> _Assignment_
Reproduce the data below word for word, setting aside any picture it holds.
━━━━━━━━━━━━━━━━━━━━
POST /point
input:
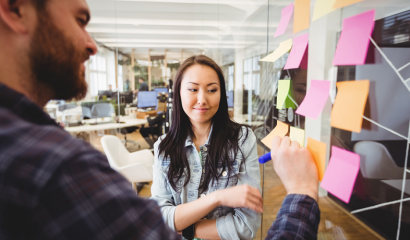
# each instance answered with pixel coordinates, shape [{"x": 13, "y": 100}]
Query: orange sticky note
[
  {"x": 344, "y": 3},
  {"x": 318, "y": 151},
  {"x": 280, "y": 130},
  {"x": 349, "y": 105},
  {"x": 301, "y": 15}
]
━━━━━━━━━━━━━━━━━━━━
> _Task result_
POST /point
input:
# each instance answered with pixel coordinates, shape [{"x": 13, "y": 100}]
Query: orange sticky note
[
  {"x": 344, "y": 3},
  {"x": 318, "y": 151},
  {"x": 280, "y": 130},
  {"x": 349, "y": 105},
  {"x": 301, "y": 15}
]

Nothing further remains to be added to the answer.